§ **CHALLENGE**
Print the entries below exactly as they are, starting with the line that contains "Target: green bleacher row" and going on through the line that contains "(1020, 596)", both included.

§ **RECORDS TO PROCESS**
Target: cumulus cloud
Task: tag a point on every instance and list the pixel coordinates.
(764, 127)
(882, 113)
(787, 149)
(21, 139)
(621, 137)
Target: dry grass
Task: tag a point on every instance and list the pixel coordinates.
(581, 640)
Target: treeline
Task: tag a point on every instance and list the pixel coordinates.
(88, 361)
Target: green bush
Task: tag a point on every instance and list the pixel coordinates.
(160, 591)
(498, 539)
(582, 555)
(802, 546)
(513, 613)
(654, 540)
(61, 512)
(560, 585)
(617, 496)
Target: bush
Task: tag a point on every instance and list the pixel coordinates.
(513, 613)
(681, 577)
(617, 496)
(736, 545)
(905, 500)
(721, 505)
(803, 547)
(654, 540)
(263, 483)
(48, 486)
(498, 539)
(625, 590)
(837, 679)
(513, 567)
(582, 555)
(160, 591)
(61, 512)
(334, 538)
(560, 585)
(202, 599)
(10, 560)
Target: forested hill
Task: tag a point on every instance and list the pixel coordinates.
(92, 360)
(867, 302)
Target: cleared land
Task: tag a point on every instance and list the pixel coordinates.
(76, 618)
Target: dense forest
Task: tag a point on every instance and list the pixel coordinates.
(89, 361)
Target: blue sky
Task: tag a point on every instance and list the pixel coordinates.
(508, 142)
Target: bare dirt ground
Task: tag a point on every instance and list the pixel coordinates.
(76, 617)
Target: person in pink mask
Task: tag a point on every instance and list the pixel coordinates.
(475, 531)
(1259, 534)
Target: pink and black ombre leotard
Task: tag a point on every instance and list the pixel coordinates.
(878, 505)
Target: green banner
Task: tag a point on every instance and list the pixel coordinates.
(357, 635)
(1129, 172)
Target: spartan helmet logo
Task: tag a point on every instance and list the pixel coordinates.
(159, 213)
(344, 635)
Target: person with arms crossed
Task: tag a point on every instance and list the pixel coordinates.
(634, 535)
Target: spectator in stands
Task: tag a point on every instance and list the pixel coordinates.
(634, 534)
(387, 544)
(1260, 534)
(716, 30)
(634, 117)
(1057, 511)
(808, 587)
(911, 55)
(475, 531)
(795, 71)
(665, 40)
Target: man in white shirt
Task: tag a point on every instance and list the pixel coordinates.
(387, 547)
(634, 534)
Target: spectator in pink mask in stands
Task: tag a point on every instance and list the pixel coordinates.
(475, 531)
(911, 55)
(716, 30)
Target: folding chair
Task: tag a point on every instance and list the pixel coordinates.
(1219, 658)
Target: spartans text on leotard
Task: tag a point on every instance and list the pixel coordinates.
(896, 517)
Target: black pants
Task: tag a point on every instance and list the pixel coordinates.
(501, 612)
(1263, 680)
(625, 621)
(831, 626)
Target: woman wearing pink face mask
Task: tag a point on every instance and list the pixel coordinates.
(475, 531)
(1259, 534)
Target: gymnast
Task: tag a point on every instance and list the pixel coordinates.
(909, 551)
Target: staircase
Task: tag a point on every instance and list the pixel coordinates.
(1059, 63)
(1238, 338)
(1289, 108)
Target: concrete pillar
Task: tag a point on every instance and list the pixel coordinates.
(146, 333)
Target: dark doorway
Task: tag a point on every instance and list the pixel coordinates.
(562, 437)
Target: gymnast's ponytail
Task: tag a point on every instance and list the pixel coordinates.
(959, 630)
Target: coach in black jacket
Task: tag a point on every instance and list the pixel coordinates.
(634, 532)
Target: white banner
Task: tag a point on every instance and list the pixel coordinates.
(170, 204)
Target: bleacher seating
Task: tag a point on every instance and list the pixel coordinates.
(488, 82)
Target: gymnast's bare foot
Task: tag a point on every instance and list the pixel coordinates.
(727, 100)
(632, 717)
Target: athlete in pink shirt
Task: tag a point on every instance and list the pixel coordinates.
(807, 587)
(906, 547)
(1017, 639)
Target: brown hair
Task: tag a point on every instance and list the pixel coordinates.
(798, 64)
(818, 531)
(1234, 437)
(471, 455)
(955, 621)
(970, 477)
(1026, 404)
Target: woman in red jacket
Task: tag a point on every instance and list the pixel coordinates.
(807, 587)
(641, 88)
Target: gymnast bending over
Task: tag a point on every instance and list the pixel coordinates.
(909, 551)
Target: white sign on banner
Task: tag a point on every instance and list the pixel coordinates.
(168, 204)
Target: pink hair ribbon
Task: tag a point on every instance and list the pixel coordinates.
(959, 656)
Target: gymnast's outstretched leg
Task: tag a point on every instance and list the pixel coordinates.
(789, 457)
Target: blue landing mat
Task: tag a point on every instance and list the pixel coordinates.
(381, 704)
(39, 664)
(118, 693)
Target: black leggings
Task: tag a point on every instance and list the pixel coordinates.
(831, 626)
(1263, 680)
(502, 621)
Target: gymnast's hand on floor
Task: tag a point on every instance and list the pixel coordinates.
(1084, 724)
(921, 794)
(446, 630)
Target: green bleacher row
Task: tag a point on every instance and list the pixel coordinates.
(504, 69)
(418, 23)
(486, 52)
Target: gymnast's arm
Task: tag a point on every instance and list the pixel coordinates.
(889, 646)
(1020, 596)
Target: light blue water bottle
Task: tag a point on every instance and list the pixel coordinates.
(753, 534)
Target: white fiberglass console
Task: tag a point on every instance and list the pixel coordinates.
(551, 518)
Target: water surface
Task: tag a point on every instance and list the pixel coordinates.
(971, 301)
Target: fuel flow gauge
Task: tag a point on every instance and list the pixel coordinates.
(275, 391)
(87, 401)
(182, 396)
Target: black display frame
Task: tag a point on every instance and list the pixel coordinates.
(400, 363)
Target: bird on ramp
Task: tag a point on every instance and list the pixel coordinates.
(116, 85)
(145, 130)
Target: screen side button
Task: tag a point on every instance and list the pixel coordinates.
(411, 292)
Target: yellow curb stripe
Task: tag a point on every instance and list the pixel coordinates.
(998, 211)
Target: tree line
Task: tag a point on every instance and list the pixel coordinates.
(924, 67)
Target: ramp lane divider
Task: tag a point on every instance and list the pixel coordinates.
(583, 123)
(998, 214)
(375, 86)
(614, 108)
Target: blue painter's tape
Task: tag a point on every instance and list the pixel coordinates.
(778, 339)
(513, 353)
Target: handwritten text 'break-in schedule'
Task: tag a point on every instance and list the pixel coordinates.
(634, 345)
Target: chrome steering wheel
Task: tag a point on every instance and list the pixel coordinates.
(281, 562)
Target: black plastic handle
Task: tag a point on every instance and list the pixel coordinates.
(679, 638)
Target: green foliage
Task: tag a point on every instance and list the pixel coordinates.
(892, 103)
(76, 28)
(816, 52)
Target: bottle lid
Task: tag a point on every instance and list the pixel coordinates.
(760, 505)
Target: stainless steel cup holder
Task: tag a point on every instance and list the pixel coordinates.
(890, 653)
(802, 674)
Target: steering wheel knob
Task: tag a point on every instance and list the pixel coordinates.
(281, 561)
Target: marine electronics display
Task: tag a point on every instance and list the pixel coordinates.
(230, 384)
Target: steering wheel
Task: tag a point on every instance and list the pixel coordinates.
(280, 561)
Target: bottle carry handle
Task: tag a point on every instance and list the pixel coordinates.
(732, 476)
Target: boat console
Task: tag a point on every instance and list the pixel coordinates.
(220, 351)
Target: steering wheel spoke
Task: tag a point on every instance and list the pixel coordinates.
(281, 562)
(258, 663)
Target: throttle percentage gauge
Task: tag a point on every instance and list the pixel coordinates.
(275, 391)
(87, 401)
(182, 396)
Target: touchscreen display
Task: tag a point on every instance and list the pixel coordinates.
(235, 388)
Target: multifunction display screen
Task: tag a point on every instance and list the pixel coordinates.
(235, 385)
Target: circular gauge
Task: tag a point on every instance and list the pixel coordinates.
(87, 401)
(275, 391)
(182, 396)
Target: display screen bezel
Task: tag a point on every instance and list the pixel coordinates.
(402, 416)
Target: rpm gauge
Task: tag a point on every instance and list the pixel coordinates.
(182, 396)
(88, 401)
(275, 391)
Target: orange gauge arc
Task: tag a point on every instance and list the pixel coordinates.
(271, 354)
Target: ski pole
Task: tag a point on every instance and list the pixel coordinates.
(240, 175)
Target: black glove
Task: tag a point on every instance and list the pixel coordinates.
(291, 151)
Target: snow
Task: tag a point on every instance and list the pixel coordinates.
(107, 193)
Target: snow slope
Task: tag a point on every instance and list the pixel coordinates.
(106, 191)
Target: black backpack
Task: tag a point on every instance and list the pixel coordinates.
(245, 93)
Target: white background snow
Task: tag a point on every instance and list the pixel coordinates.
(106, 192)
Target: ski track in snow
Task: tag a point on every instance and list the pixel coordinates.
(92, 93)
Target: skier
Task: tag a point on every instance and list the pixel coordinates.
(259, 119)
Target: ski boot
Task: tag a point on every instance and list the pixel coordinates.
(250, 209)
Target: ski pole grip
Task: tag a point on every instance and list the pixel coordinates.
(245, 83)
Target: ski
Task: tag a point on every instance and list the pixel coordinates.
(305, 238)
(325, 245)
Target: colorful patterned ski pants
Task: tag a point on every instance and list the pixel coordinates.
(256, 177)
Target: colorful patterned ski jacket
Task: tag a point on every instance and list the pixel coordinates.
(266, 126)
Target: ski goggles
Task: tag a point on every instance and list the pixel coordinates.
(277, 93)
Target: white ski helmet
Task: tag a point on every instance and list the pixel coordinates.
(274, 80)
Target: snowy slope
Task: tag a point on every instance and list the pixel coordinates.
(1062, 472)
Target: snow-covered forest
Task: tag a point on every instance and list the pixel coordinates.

§ **EXPECTED ANSWER**
Target: green bleacher row
Task: tag a point on every instance and list the pixel coordinates.
(504, 69)
(418, 23)
(486, 52)
Target: gymnast's arm
Task: tag a point on every instance and list the pixel coordinates.
(889, 646)
(1020, 596)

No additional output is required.